TASK BRIEF - Show only those lines of the entries where the string "crowd" is found.

DATA FOR THIS EXERCISE -
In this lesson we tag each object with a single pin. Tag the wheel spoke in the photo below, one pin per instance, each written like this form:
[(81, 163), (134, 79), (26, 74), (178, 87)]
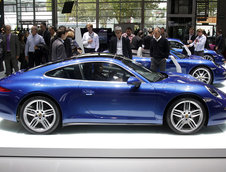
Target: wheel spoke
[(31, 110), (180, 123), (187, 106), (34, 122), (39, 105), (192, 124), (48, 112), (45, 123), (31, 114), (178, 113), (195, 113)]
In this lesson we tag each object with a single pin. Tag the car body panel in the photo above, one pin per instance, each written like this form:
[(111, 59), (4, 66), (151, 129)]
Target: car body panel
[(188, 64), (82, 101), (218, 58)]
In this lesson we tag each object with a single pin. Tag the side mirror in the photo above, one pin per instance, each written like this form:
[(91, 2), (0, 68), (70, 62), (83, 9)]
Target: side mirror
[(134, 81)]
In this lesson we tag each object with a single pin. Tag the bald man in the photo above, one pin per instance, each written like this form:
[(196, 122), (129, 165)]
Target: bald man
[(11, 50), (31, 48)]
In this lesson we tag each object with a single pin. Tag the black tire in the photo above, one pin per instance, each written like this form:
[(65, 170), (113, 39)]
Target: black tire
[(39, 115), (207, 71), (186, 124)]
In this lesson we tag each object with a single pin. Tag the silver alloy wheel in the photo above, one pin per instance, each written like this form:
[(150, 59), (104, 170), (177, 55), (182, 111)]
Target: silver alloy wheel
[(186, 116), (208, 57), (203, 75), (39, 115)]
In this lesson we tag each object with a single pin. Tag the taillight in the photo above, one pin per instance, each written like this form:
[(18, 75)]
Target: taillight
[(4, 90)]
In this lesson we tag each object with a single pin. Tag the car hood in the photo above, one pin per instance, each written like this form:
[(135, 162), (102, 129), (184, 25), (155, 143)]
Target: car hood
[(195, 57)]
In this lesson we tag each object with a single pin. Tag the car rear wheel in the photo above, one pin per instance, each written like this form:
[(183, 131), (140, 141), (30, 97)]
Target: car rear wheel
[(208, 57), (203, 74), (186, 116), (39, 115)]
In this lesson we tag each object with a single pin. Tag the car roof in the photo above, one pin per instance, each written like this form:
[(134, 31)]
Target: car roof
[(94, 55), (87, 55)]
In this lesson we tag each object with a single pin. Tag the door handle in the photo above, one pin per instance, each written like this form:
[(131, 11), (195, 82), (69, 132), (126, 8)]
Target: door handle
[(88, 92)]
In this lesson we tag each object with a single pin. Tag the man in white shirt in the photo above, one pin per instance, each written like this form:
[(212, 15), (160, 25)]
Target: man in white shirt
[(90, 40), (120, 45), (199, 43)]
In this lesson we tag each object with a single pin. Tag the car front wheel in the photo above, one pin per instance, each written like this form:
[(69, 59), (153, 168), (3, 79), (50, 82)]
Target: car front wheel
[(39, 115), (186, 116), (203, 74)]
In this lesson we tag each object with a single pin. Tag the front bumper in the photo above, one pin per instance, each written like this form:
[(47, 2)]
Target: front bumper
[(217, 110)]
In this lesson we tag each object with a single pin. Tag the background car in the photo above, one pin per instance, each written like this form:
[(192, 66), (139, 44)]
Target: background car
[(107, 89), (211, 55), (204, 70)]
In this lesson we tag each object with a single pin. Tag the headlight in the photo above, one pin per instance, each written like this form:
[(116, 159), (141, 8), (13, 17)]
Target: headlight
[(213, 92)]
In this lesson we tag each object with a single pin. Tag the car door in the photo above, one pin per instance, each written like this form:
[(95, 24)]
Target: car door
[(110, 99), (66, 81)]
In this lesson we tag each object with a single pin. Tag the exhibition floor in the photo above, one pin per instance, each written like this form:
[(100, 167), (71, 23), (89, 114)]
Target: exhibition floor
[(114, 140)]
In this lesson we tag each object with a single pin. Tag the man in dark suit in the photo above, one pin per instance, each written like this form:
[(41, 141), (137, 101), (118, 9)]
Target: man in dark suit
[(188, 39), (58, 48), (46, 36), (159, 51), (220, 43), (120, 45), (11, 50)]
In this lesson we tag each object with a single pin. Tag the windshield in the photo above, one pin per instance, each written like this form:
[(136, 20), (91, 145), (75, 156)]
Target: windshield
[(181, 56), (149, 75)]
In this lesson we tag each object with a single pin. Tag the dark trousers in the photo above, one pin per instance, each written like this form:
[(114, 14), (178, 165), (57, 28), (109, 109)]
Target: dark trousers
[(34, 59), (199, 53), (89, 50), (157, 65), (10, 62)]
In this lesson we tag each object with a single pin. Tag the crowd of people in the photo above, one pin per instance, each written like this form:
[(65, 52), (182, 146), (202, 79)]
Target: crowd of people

EXPECTED OUTPUT -
In this lesson we tag each object with a single pin. Tag the crowd of people in the photo above, one pin per instance, each written like this form:
Target: crowd of people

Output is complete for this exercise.